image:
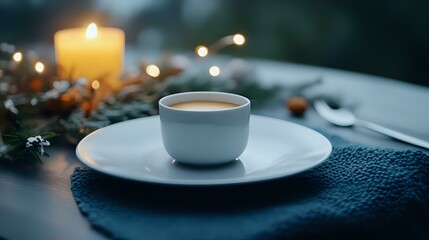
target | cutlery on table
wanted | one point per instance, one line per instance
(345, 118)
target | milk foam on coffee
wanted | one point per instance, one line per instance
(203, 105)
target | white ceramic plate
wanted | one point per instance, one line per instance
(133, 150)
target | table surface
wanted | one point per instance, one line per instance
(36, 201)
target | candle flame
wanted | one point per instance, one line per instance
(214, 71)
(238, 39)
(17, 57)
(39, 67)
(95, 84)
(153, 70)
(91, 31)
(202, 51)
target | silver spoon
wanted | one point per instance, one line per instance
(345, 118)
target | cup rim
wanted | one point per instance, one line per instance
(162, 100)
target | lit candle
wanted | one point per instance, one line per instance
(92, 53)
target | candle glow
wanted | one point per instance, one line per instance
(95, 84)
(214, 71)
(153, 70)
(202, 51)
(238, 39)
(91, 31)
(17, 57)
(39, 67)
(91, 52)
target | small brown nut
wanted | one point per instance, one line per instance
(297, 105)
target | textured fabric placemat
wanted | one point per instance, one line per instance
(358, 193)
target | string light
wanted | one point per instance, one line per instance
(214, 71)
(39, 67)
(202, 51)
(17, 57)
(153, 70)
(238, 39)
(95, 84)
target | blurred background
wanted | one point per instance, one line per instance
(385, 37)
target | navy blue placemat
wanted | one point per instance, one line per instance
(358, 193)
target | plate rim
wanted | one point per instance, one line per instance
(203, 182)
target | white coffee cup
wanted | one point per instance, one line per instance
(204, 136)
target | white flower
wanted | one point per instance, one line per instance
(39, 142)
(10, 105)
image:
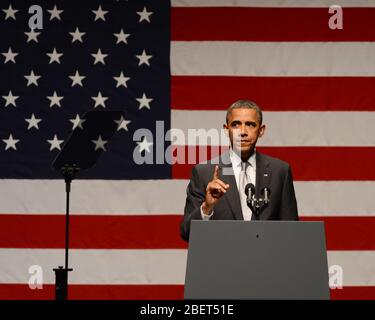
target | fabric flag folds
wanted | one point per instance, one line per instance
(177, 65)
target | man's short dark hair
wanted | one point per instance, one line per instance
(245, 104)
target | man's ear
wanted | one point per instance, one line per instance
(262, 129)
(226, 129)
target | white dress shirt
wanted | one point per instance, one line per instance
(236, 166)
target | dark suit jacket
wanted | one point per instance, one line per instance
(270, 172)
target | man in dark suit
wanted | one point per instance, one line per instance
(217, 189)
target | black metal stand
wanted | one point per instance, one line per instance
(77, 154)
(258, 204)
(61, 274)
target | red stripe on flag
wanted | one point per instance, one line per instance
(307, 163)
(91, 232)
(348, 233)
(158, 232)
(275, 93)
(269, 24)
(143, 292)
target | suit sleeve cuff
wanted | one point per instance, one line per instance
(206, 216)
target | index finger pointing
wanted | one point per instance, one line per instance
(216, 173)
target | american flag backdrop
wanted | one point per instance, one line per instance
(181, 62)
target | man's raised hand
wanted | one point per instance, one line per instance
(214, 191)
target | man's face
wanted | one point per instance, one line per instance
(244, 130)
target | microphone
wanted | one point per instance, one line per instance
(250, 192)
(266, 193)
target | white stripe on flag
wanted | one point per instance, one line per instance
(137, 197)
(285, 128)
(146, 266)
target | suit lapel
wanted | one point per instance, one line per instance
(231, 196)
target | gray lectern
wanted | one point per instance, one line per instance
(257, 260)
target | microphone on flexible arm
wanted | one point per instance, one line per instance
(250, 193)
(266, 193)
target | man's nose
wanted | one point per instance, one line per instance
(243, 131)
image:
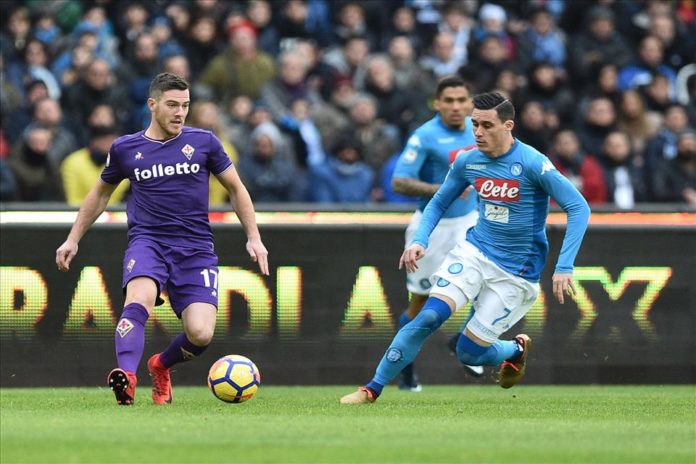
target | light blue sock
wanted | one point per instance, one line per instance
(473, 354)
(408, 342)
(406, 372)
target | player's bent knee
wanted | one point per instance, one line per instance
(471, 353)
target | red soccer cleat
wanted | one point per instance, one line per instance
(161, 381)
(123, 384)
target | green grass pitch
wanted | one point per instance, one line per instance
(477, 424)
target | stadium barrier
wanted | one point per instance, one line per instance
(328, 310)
...
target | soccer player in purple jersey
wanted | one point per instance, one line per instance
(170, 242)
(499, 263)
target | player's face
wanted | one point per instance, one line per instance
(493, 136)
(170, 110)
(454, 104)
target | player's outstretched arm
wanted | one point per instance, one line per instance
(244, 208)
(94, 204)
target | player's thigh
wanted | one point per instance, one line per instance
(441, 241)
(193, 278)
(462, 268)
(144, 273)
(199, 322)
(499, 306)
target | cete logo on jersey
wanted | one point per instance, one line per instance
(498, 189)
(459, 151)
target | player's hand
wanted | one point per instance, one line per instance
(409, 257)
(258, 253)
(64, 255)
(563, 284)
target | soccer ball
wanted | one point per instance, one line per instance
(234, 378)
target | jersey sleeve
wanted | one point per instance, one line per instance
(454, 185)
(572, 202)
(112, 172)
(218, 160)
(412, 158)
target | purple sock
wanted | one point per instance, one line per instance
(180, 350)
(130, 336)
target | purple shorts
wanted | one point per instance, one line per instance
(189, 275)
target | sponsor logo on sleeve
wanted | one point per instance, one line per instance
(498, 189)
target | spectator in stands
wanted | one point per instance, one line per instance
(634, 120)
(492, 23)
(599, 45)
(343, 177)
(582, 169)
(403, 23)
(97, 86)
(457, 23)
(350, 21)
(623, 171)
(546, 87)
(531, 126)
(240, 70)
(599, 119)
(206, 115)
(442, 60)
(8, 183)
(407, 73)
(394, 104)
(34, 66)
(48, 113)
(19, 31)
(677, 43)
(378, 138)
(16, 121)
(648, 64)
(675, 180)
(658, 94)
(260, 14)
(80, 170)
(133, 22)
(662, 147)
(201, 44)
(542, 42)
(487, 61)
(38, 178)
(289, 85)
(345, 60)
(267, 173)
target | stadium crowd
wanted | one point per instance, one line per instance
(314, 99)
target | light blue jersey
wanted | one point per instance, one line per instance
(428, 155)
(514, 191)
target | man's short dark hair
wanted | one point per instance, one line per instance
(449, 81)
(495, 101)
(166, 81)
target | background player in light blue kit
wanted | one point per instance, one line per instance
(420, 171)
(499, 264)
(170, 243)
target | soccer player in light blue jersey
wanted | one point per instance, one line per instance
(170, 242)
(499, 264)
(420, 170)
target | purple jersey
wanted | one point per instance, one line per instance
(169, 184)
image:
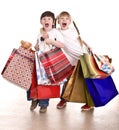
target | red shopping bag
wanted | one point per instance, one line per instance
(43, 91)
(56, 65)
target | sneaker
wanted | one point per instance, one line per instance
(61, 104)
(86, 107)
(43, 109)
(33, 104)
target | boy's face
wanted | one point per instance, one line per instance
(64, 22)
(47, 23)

Your objective → Please count the lines in the items above that contain the string "jersey", treating uppercase and lowercase as different, and give only the number.

Solution to the exercise → 6